═════ Items

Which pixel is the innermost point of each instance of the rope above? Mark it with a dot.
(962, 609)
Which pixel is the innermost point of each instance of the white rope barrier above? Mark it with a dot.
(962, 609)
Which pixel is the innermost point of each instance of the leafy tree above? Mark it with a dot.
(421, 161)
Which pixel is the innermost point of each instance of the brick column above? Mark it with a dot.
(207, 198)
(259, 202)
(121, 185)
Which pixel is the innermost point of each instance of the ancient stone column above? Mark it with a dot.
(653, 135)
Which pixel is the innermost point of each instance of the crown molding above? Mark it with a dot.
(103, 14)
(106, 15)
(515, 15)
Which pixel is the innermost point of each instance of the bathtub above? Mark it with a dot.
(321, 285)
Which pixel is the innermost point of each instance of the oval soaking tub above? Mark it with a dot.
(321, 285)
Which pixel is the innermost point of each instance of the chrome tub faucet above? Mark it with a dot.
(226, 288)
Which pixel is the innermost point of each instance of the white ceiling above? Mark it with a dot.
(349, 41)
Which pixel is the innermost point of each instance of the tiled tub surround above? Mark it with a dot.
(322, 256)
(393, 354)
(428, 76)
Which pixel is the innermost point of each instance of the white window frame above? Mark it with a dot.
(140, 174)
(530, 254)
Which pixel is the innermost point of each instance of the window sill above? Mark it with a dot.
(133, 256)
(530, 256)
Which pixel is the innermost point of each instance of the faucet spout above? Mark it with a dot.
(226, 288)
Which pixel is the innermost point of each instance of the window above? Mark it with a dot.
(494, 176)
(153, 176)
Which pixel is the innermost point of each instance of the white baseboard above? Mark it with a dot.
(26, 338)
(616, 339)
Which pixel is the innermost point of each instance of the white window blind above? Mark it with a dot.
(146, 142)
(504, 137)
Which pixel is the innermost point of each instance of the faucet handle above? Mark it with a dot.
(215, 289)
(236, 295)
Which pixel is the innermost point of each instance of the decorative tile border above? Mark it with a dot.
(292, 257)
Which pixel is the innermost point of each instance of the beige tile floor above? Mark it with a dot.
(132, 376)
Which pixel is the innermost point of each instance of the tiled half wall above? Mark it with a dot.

══════════

▶ **Task goal**
Hand back the material above in full, exactly as written.

▶ **Result of the task**
Which pixel is the innermost point of each instance of the rope above? Mark it with a dot.
(962, 609)
Which pixel is the innermost point of each instance of the white rope barrier above? Mark it with a dot.
(962, 609)
Which pixel is the innermost point of each instance of the leafy tree above? Mark it with a dot.
(421, 161)
Which pixel is the innermost point of each instance of the brick column above? Mark it with a dot.
(207, 198)
(259, 202)
(121, 185)
Which pixel is the innermost point of each instance of the ancient stone column above? Mark it with a dot.
(653, 135)
Which pixel is the innermost point of each instance of the crown molding above? Mark it with a dot.
(103, 14)
(106, 15)
(515, 15)
Which pixel is the innermost point of each instance of the bathtub above? Mark it with a dot.
(321, 285)
Which pixel is the innermost point of each instance of the oval soaking tub above? Mark it with a dot.
(321, 285)
Which pixel is the innermost point of each instance of the chrome tub faucet above? Mark it with a dot.
(226, 288)
Which pixel is the innermost point of each instance of the white ceiling above? Mark it with a dot.
(349, 41)
Which pixel is the innermost point of each instance of the tiled tub surround above? Mark it with a dot.
(322, 256)
(393, 354)
(428, 76)
Which pixel is the innermost point of each instance of the white window frame above? Mark it with a dot.
(140, 174)
(530, 254)
Which pixel is the innermost point of each instance of the window sill above? Mark it with a dot.
(133, 256)
(530, 256)
Which pixel is the innermost point of each instance of the faucet spout above? Mark it with a dot.
(226, 288)
Which pixel is the innermost point of each instance of the window above? Mark it with a dot.
(494, 176)
(153, 176)
Which pixel is the innermost point of each instance of the white baseboard above? Mark it with a dot.
(26, 338)
(616, 339)
Which pixel is the innermost point of each instance of the white window blind above? Mark it with a dot.
(146, 142)
(504, 137)
Which pixel is the innermost point of each instance of the faucet handle above? Mark it with a dot.
(215, 289)
(236, 295)
Which pixel is the innermost point of each instance of the decorative tile border above? Mark it with a dot.
(292, 257)
Which pixel is the innermost point of each instance of the beige tile floor above? Mark it with a dot.
(132, 376)
Which pixel is the innermost point of each instance of the tiled half wall above? Mark it with a dot.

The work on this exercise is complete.